▶ _Task description_: Swap "each instance" for "every occurrence" everywhere it occurs in the data below, and leave every other word unchanged.

▶ _Entries from a point annotation set_:

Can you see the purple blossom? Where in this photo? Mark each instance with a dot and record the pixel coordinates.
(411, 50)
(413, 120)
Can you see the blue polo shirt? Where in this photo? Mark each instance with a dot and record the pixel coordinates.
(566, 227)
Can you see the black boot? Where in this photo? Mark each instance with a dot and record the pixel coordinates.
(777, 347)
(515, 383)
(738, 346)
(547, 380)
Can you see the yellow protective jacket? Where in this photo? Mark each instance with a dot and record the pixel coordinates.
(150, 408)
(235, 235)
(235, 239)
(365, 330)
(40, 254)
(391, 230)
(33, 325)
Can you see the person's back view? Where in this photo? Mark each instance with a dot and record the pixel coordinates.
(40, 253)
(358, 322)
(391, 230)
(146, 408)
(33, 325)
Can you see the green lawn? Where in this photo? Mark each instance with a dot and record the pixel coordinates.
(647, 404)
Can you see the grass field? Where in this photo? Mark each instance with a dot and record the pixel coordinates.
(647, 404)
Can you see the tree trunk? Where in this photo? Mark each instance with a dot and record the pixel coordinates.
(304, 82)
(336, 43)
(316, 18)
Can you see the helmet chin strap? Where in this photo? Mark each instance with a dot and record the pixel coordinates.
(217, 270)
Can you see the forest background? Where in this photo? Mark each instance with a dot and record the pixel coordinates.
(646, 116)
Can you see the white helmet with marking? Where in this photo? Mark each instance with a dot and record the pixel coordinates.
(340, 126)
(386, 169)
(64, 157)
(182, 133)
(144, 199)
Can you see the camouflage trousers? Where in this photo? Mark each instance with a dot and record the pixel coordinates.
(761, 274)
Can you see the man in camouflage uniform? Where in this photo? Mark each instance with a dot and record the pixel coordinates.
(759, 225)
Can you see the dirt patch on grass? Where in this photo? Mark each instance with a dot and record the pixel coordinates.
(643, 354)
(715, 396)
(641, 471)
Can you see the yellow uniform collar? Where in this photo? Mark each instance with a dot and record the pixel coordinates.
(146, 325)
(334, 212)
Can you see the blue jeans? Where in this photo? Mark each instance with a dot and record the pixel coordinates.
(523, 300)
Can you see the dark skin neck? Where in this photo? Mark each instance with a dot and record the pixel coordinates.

▶ _Written solution_:
Can you see the purple blossom? Where in this photo? Mark every occurrence with a dot and record the pixel coordinates.
(411, 50)
(413, 120)
Can you see the blue polo shirt? Where in this photo? Mark every occurrence with a dot and record the pixel coordinates.
(566, 227)
Can you see the black boot? Where in this photo? Mark every occurrence with a dot and record the pixel coordinates.
(777, 347)
(515, 383)
(738, 346)
(547, 380)
Can you see the yellow protective jacket? Where in this photo? Mark every occurrence with a dot and record the pixel coordinates.
(150, 408)
(235, 235)
(235, 239)
(365, 330)
(40, 254)
(391, 230)
(33, 325)
Can you see the person's back view? Where in this photo? Mark every occurrence with a dot and record the pixel coordinates.
(40, 253)
(358, 322)
(391, 230)
(146, 408)
(33, 325)
Can you see the green lawn? Where in this photo? Mark every occurrence with a dot and record the pixel coordinates.
(647, 404)
Can you see the grass field? Where in this photo? Mark every occurrence with a dot and record the pixel coordinates.
(647, 404)
Can you see the tree trunk? Where in this photo? Mark every occurrence with a dot and record the pixel coordinates.
(304, 82)
(336, 43)
(316, 18)
Can you see the helmet chin strap? Where in this photo? Mark every occurrence with a dot and record the pixel coordinates.
(217, 270)
Can you see the forest background? Where in this photo? Mark every occurrence with a dot and record the pixel coordinates.
(646, 116)
Can you see the white helmet with marking? Where in this photo? Mark every occurrence with a dot and record the pixel coordinates.
(340, 126)
(386, 169)
(64, 157)
(182, 133)
(144, 199)
Can you see the camouflage trousers? Where in this photo? Mark every occurrence with a dot and record the pixel coordinates.
(761, 274)
Can you see the man in camouflage uniform? Where in this photo? Mark every occurrence with a dot and record the pixel coordinates.
(759, 225)
Can you see the dirt patch on grass? Where in this photo? Mark every occurrence with a dot and record the pixel coordinates.
(643, 354)
(715, 396)
(641, 471)
Can you see the yellow uniform collar? Where in this photo? Mark every occurrence with a dot and record the pixel coordinates.
(146, 325)
(334, 212)
Can you see the blue jeans? Where in this photo? Mark every occurrence with a dot and record the pixel coordinates.
(523, 300)
Can you see the dark skin neck? Where in this photo? Mark every occurrence with a dot and record the pixel coordinates.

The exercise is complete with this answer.